Text provided
____________________

At first I was going to use the victim_age column as a way to differentiate between crimes with victims and non-victim crimes. However, the way this column value was reported in the data set makes it difficult to distinguish. For one instead of using null for crimes with no victim they used the value of 0. Also, the interpretation of a victim is defined differently in the reporting as seen by the data. For example for the same crime description of auto theft some reports have a value of 0 indicating the officer felt this was a victimless crime, however, in other incidences of the same crime it was reported with an age of an adult. This means that other officers felt that the person who’s car got stolen was a victim. For the purposes of this study I will evaluate all crime as having a victim when age is reported greater than 0. When making summary calculations for age variable I will rule out the age 0 value.
The idea here is that crimes that were reported as having an age value of 99 were seen as crimes against a group of people. Some crimes for example theft/vandalism to a vehicle would be easier to report an age value to because you can pinpoint the crime to an individual. However, a crime of theft/burglary to a church is a crime that does have a victim, not an individual, but to a group of people.
When I calculate for mean age for crimes I need to take out the 0 values for reasons stated earlier. But what about for the values that are outliers? I believe that we can rationaly make the conclusion that most of the outliers (84 and above), definitely age value 99, were values used for crimes against groups.

____________________

To be done
1. Report how many lines in the entries contain the string "building", counting only matches with the same case, and give the number alone.
2. Continue the text above on victim age values in crime data, starting after its last sentence.

Exercise inputs

____________________

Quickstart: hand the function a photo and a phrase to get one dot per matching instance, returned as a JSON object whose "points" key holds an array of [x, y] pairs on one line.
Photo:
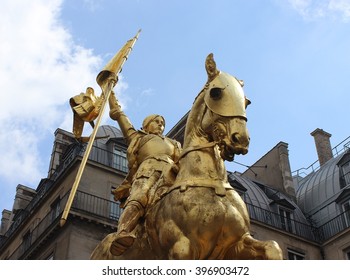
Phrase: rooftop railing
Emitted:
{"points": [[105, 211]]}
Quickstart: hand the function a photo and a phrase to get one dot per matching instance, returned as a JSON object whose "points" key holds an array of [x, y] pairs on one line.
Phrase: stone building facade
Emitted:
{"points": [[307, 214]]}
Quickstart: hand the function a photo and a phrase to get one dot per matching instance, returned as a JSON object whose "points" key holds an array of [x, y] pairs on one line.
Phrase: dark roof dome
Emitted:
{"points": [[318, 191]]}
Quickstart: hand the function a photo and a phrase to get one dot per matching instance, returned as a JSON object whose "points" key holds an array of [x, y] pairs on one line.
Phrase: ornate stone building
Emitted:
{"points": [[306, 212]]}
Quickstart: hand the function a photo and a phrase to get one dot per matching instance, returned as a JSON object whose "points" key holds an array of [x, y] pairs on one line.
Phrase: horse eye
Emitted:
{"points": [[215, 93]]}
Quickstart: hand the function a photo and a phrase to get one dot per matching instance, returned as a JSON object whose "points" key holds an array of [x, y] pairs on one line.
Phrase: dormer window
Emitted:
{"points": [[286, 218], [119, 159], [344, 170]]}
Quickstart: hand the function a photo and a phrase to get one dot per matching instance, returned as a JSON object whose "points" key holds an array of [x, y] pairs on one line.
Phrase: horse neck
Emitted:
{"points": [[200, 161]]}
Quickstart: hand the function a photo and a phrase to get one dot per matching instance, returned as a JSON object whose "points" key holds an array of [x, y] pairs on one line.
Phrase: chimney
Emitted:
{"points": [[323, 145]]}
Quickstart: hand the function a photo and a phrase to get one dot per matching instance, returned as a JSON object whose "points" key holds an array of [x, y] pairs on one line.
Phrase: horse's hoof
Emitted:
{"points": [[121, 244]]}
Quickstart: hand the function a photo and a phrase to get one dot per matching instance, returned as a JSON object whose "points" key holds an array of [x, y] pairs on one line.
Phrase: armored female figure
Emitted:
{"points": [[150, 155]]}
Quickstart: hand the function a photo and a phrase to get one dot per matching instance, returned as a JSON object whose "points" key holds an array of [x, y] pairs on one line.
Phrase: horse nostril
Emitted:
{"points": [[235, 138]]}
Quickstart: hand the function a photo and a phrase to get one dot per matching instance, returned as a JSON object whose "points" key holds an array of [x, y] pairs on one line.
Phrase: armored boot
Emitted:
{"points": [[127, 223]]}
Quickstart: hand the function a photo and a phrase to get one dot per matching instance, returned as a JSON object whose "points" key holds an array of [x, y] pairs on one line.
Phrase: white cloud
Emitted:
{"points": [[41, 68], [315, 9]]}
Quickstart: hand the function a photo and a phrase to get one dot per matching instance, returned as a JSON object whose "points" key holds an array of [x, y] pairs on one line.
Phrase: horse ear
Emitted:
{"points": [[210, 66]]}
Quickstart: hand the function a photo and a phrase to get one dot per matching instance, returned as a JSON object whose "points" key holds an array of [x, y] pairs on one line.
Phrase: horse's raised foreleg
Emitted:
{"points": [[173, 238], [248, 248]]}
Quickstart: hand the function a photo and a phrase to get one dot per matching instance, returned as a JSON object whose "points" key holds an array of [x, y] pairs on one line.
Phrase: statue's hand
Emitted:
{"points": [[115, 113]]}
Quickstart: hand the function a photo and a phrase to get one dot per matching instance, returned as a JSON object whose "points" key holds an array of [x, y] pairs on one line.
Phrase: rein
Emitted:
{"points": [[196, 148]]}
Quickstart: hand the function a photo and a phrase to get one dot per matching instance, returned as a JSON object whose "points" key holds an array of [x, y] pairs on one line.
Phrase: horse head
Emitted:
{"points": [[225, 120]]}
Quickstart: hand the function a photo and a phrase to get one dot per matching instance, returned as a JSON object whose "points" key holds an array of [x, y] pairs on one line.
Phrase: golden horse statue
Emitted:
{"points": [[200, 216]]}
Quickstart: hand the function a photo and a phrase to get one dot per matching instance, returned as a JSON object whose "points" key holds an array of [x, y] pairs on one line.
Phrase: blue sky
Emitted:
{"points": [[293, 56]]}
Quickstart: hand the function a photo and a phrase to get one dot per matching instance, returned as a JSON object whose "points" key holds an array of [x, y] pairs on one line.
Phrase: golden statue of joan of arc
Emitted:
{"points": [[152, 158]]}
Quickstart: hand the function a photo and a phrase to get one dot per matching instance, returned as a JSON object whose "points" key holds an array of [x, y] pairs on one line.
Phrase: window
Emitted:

____________________

Task-by-task answers
1. 2

2.
For clarification, I am summarizing that all crimes have a victim, however, when summarizing the mean I will not be using the 0 age values nor the outliers. That being said using the mean to describe these crimes might not be as appropriate compared to using the boxplot IQR, median, and mode values.
I will first analyse the crime descriptions and crime codes to check how many crime categories we have. I will check those categories for crime descriptions that are more applicable to crimes which might not apply to a singular victim but more so have an effect on a group.
Crimes that would effect a group or collective whole
Crimes that involve vandalism and burglary can possibly be distinguished as being crimes that in our specific requirements fall under crimes that effect a group as whole. Burglary for example is typical of crimes to property whereas crimes involving a robbery are crimes that require a threat or physical nature. However, for our intent and purposes even a crime such as burglary can in fact indirectly have an individual victim. For example if a persons home is burglarized then they have become a victim even though they might not have directly been threatened physically or verbally or have been present but in general said crime can in fact effect one person. If this is the case for such crimes then it’s possible the officer reporting the crime might have put the age of the victim that reported/called in the crime or who it effected indirectly. Vandalism therefore as well can fall under the same rationale as that of burglary. About the only crime for victim age outliers that I can definitively say the age reported by the officer is not representative of the individual or the group is VANDALISM - FELONY ($400 & OVER, ALL CHURCH VANDALISMS). But lets look at the Crm_Cd_Desc and see how it matches with Premis_Desc.
dbGetQuery(con, '
SELECT "Crm Cd Desc" AS Crime_description, "Premis Desc", "Vict Age"
FROM lapd_crime_2020_to_20231112
WHERE "Vict Age" > 83
AND "Crm Cd Desc" LIKE "%CHURCH VANDALISMS%"
ORDER BY "Vict Age" DESC
LIMIT 50
')
## Crime_description
## 1 VANDALISM - FELONY ($400 & OVER, ALL CHURCH VANDALISMS)
## 2 VANDALISM - FELONY ($400 & OVER, ALL CHURCH VANDALISMS)
## 3 VANDALISM - FELONY ($400 & OVER, ALL CHURCH VANDALISMS)
## 4 VANDALISM - FELONY ($400 & OVER, ALL CHURCH VANDALISMS)
## 5 VANDALISM - FELONY ($400 & OVER, ALL CHURCH VANDALISMS)
## 6 VANDALISM - FELONY ($400 & OVER, ALL CHURCH VANDALISMS)
## 7 VANDALISM - FELONY ($400 & OVER, ALL CHURCH VANDALISMS)
## 8 VANDALISM - FELONY ($400 & OVER, ALL CHURCH VANDALISMS)
## 9 VANDALISM - FELONY ($400 & OVER, ALL CHURCH VANDALISMS)
## 10 VANDALISM - FELONY ($400 & OVER, ALL CHURCH VANDALISMS)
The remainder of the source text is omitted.